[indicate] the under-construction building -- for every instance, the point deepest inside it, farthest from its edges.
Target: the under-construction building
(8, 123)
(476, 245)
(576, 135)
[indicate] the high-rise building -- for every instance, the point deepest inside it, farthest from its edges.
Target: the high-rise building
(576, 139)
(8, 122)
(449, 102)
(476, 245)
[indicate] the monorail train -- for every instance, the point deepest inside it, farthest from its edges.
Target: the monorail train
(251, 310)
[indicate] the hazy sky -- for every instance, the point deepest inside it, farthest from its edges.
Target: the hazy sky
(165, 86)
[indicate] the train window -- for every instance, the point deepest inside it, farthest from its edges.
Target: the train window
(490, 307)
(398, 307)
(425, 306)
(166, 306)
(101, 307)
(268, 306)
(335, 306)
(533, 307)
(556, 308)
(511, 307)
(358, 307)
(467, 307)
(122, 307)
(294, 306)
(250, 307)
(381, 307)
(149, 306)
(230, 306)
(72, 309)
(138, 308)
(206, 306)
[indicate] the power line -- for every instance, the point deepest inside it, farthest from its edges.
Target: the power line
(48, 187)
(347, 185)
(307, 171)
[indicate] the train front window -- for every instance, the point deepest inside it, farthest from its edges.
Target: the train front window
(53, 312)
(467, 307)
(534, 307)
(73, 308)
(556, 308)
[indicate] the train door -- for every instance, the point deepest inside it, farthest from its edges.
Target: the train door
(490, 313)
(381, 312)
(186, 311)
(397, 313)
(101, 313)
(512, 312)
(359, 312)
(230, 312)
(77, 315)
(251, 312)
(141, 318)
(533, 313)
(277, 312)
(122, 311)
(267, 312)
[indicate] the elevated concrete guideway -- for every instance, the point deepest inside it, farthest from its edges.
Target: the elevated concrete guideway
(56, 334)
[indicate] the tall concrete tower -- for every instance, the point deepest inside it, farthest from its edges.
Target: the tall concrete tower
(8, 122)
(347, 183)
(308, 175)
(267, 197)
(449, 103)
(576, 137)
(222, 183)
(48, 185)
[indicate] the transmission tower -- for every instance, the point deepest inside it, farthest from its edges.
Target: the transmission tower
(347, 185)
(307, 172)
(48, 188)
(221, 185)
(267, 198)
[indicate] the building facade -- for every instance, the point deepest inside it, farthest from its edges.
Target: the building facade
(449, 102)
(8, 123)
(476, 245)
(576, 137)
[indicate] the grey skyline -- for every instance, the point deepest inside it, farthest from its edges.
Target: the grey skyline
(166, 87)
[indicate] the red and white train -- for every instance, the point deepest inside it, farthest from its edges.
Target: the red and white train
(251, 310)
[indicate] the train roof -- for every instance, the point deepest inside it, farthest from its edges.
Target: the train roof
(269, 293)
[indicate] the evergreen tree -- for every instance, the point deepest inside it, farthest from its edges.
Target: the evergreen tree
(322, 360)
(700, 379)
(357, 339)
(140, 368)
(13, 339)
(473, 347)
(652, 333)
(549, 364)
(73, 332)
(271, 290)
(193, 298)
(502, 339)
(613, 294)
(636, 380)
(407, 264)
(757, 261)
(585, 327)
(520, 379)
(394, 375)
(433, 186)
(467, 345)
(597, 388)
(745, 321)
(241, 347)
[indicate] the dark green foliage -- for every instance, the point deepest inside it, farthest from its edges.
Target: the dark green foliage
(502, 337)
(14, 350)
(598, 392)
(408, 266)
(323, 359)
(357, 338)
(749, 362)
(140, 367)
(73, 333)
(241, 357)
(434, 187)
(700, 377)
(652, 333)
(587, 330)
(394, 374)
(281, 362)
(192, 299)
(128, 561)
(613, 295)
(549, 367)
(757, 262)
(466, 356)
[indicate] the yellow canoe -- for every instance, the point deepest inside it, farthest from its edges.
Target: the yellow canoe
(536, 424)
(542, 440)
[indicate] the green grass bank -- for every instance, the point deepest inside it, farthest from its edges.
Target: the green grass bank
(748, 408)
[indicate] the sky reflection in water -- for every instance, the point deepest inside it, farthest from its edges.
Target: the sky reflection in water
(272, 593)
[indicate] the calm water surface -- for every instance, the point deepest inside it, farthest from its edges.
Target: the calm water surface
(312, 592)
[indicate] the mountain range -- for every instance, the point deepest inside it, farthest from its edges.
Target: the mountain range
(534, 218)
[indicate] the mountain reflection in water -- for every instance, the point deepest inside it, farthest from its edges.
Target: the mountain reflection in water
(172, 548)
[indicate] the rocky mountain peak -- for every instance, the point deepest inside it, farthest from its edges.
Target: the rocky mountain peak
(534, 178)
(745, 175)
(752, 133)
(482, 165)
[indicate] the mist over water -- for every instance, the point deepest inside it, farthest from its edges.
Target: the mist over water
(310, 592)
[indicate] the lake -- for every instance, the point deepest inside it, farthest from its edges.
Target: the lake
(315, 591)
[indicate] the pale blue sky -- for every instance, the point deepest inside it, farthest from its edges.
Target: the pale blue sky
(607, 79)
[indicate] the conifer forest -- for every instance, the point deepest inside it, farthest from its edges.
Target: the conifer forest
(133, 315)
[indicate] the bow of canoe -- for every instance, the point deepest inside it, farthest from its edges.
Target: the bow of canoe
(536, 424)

**OBJECTIVE**
Please print all of the rows above again, line for line, with no changes to any of them.

**CORRECT RESPONSE**
[indicate] the under-construction building -- for every instance, the point deepest inside it, farthest from its edges.
Target: the under-construction building
(8, 123)
(476, 245)
(576, 135)
[indicate] the high-rise building -- for every instance, the point deepest inside it, farthest from its edges.
Target: the high-rise building
(576, 139)
(8, 122)
(449, 102)
(476, 245)
[indicate] the monorail train -- for every instance, the point deepest inside it, farthest from its edges.
Target: the monorail train
(251, 310)
[indicate] the hazy sky -- for every instance, the point deepest inside it, farthest from its edges.
Target: the hazy sky
(165, 86)
[indicate] the train window -- for every instance, the point deepest inside it, farthest from its edges.
Target: the train window
(490, 307)
(398, 307)
(425, 306)
(166, 306)
(101, 307)
(268, 306)
(335, 306)
(533, 307)
(556, 308)
(511, 307)
(358, 307)
(467, 307)
(122, 307)
(294, 306)
(250, 307)
(381, 307)
(149, 306)
(230, 306)
(72, 309)
(138, 308)
(206, 306)
[indicate] the power line -- for every instance, the point deepest inside it, farthest from its edges.
Target: the power line
(48, 187)
(347, 185)
(307, 171)
[indicate] the train front window -- for every instance, the point deepest inside it, farthest from its edges.
Target: the train front window
(53, 312)
(467, 307)
(534, 307)
(73, 308)
(556, 308)
[indicate] the train door -- for every instance, the point deepest inside it, farthest from its edges.
Target: the train door
(490, 313)
(381, 312)
(186, 311)
(397, 313)
(101, 313)
(512, 312)
(359, 312)
(230, 312)
(77, 315)
(251, 312)
(141, 318)
(533, 313)
(277, 312)
(122, 311)
(267, 312)
[indicate] the elevated concrete guideway -- for every instance, the point deepest inside it, farthest from its edges.
Target: the elevated concrete guideway
(56, 334)
[indicate] the tall concrete tower -- for every instance, the point deepest inside it, farthest from its edges.
Target: the tall concrete tower
(8, 122)
(347, 183)
(308, 175)
(267, 197)
(449, 103)
(576, 137)
(222, 183)
(48, 185)
[indicate] the transmission tower -- for every instance, the point deepest inside it, farthest from its edges.
Target: the transmission tower
(347, 185)
(307, 172)
(48, 188)
(221, 185)
(267, 198)
[indicate] the building facade -- for every instance, the point deepest inside it, farthest from its edges.
Target: the building facade
(449, 102)
(8, 123)
(476, 245)
(576, 137)
[indicate] the grey skyline -- for every instance, the point deepest inside it, farthest from its edges.
Target: the grey skyline
(166, 87)
[indicate] the red and white train -- for every instance, the point deepest inside it, farthest from its edges.
Target: the red and white train
(251, 310)
[indicate] the train roof -- for every instance, the point deepest inside it, farthest from its edges.
Target: the train roof
(269, 293)
[indicate] the evergreen tree -- for every instance, the point deepest inside it, farthest from its edges.
Target: the evergreen tree
(322, 360)
(700, 379)
(357, 339)
(140, 368)
(13, 339)
(473, 347)
(652, 333)
(549, 364)
(73, 332)
(271, 290)
(193, 298)
(502, 339)
(613, 294)
(636, 380)
(407, 264)
(757, 261)
(585, 327)
(520, 379)
(394, 375)
(433, 186)
(467, 345)
(597, 388)
(745, 321)
(241, 347)
[indicate] the dark green foliage -- for every instance, the point deepest inside it, farthest from its edges.
Target: the dark green foliage
(502, 337)
(14, 350)
(598, 392)
(408, 266)
(323, 359)
(357, 338)
(749, 362)
(140, 367)
(73, 333)
(241, 357)
(434, 187)
(700, 377)
(652, 333)
(587, 330)
(394, 374)
(281, 362)
(192, 299)
(128, 561)
(613, 295)
(549, 367)
(757, 262)
(466, 356)
[indicate] the yellow canoe -- for every instance, the point deepest inside it, farthest from its edges.
Target: the yellow canoe
(536, 424)
(542, 440)
[indicate] the green grass bank -- for every instance, the point deepest inside it, farthest from its edges.
Target: the green grass bank
(748, 408)
[indicate] the sky reflection in water -- for every instance, the point deepest inside it, farthest from its edges.
Target: the sky reflection in water
(272, 593)
[indicate] the calm water surface -- for every instance, the point deepest inside it, farthest from its edges.
Target: the calm water surface
(312, 592)
[indicate] the mountain range -- for every instance, the point deepest inside it, farthest from its edges.
Target: the mountain range
(534, 218)
[indicate] the mountain reflection in water -- for every instance, the point deepest inside it, farthest from its edges.
Target: the mountain reflection in water
(172, 548)
[indicate] the rocky mountain peak -- for every instance, the point deepest inside it, farthest from its edges.
Target: the rocky mountain peak
(534, 178)
(745, 175)
(752, 133)
(482, 165)
[indicate] the mist over water -- for every instance, the point deepest inside it, farthest from its edges.
Target: the mist over water
(310, 592)
[indicate] the lake -- for every instance, the point deepest inside it, farthest from its edges.
Target: the lake
(315, 591)
[indicate] the pale blue sky -- for every instance, the point deepest inside it, farthest from its edges.
Target: the pale blue sky
(607, 79)
[indicate] the conifer forest -- for every instance, the point deepest inside it, farthest from its edges.
Target: the conifer forest
(133, 315)
[indicate] the bow of canoe -- for every instance, the point deepest inside it, farthest from its edges.
Target: the bow of canoe
(536, 424)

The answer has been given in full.